(What this task involves): Reproduce every line of the data below without alteration, preserving the original wording and order.

Records excerpted from a collection
————————
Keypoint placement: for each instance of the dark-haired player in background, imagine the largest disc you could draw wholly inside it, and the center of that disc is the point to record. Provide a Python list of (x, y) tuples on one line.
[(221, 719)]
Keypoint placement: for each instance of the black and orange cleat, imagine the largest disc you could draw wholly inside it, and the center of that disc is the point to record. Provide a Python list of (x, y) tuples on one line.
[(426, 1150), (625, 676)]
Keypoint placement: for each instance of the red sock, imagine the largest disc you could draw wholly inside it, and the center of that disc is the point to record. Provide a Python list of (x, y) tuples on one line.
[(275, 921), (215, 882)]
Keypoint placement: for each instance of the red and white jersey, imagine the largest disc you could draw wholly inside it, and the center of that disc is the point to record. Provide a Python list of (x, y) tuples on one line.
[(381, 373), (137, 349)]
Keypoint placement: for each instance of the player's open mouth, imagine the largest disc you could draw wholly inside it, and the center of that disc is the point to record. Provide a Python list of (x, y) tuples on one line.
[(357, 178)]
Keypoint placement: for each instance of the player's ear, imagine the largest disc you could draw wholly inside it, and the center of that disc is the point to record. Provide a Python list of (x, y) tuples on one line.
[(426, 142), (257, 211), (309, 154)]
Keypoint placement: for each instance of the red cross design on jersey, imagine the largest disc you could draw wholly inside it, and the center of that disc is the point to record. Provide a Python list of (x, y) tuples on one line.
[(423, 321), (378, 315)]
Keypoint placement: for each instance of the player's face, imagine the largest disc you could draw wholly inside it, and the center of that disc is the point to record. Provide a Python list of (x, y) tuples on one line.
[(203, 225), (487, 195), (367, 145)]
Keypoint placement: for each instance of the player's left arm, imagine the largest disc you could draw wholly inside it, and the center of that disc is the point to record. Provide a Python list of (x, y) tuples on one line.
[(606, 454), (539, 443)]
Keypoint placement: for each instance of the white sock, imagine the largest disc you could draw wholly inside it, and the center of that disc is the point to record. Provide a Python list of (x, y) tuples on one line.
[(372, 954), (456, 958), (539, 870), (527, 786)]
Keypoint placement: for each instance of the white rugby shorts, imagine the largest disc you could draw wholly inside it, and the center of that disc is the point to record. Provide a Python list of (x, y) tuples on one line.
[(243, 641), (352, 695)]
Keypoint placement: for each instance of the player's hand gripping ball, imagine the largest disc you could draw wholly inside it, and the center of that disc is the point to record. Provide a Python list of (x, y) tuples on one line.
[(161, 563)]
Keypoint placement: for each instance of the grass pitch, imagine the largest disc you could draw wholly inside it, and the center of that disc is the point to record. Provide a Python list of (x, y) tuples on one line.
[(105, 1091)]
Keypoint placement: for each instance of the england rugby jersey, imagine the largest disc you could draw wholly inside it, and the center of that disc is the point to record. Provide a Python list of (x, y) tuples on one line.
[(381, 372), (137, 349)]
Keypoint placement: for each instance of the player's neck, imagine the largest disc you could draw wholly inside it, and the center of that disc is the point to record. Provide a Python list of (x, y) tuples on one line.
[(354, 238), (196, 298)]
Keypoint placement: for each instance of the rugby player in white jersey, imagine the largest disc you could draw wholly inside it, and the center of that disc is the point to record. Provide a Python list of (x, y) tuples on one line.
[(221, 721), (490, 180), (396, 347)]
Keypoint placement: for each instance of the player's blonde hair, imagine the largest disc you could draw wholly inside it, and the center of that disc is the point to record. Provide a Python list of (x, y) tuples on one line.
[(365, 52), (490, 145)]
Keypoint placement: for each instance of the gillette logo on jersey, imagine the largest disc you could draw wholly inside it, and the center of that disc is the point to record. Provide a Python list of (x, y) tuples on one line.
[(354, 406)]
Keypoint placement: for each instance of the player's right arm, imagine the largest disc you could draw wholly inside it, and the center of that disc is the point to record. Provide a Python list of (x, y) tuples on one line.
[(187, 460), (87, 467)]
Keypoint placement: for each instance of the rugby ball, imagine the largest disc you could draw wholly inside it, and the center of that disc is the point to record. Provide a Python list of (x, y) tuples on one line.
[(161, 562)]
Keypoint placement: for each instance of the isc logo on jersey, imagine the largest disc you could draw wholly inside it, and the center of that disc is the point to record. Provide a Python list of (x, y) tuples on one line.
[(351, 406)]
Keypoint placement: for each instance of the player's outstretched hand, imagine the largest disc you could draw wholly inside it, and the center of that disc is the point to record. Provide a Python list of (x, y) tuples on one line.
————————
(Correct output):
Keypoint placement: for each instance of the dark-haired player in background, imagine the largest disc you could draw wholly inside it, and the center of that disc is the point to record. Provide a Python list of (x, y) tuples on one line.
[(221, 719)]
Keypoint placement: for each instance of the black and orange cleat, imagine the largest disc you could draw wholly inside it, and the center of that disc is the point to record. Provide a Python list of (x, y) tuples on one line.
[(426, 1150), (625, 676)]
Keypoint placement: for each instance of the red sock, imagine the largest disc you could draw wholly inside it, and the center of that disc is the point to record. Provide a Python list of (x, y) tuples on one line.
[(275, 921), (215, 882)]
Keypoint placement: for each instance of the red and white jersey, imagine the largest disc you could draw wholly inside it, and the center of that disc is the point to record. Provide a Python list of (x, y) tuples on one line.
[(381, 373), (137, 349)]
Keypoint placement: for each instance of the player's open mouth, imagine the largest disc you could draw wholly inside it, and the center of that disc is the point to record. Provide a Python list of (x, y) tuples on one line.
[(357, 178)]
Keypoint placement: for each instance of the player's ear, imagine the largest disc you could draw wholly inside it, and the center of that disc is the point to record. Provide a Python list of (x, y) tuples on one line.
[(426, 142), (257, 211), (309, 154)]
Keypoint placement: for each instance of the red cross design on jersey, imagine the largest disc you could draw wholly inside it, and the center of that disc is the point to record. Provide a Python list of (x, y) tuples on one line.
[(423, 321), (378, 315)]
Keypoint placement: for each instance of the player's face, imagine the largest disc you could draw wholly inside it, and the center of that disc is the point to record. Provide a Python list of (x, y) tuples on one line.
[(203, 225), (487, 195), (367, 145)]
Keypoint placement: for each instance of the player's left arm, imagine the largest disc you could draw wholly inside it, and the center of that disc is the point to record. Provide a Python list of (x, y) tuples on one line.
[(606, 454), (539, 443)]
Keypoint placement: for each instance of the white sock, imagine the largest disc you could draw wholly inside it, and the center of that disc is the point to record. Provide a Python list of (x, y) tuples on one line.
[(372, 954), (456, 958), (539, 870), (527, 786)]
Keypoint placement: for each instance of the white rugby shorts, imagine the largest disc you could draw wholly inside it, and the center of that disc is the point to record. Provide a Python list of (x, y) tuples on one line.
[(243, 641), (352, 695)]
Keypoint placement: for each instance of the player's hand gripping ball, imagine the largest disc you could draw wholly inside it, and the center of that disc is the point to record. Provide a Python list of (x, y) tuples on one line.
[(161, 563)]
Keypoint placement: for each instance of the grass pitch, imagine the largest disc you could draw wholly inside it, and the center of that disc is the point to record. Provide a Python list of (x, y) tuples on one line.
[(105, 1091)]
Keypoint placement: for each instance of the england rugby jersey, imagine the largest disc you could draw wholly inside it, and the center of that disc is the point to record. Provide a Python list of (x, y) tuples on one line.
[(381, 372), (137, 349)]
Keypoint placement: for each instance of the player's neck, imagine the largest disc you could draw wholly inside it, and the center of that disc is the point to record. Provide a Python list of (x, y) tuples on one line.
[(354, 238), (196, 298)]
Keypoint placement: for each instance of the rugby player in white jersey, imagine the largest disc you could draw wholly inside it, and the center of that disc is the point to record. Provide a Python list of (x, y) tuples on one line.
[(221, 721), (490, 180), (396, 347)]
Keypoint placement: for each instance of the player's blonde hair, imagine the largest disc you could draw wholly inside it, and the center of that disc is the point to record. Provide a Python list of (x, y) tuples on one line.
[(365, 52), (490, 145)]
Keypoint placement: for each instance of the gillette logo on jersey, imagine the largest disc you could draw wholly inside it, and the center of that disc is the point to record. Provide a Python list of (x, y) tuples on one line.
[(354, 406)]
Keypoint placement: for each instance of the player's right arm, imagine the largest disc you could draw wholly inside it, and the center of that disc is the point to record. Provide a Python list of (x, y) tuples on one line.
[(187, 460), (87, 467)]
Keypoint placement: for each instance of the rugby ball, imagine the largest disc you could draw wholly inside it, and the center of that disc is the point to record. Provide a Python list of (x, y) tuples on one line.
[(161, 562)]
Keypoint placement: for each instance of the isc logo on jersey, imagine the largest disc you could draw wholly inside it, and the center of that disc is the point to record. Provide a Python list of (x, y) tuples on one line.
[(351, 406)]
Keypoint placement: for each instance of the player's outstretched hand, imagine the largest disc you could draw wholly inside it, and the center of that disc is the point to record. Provide a Python list of (x, y) tuples on one line.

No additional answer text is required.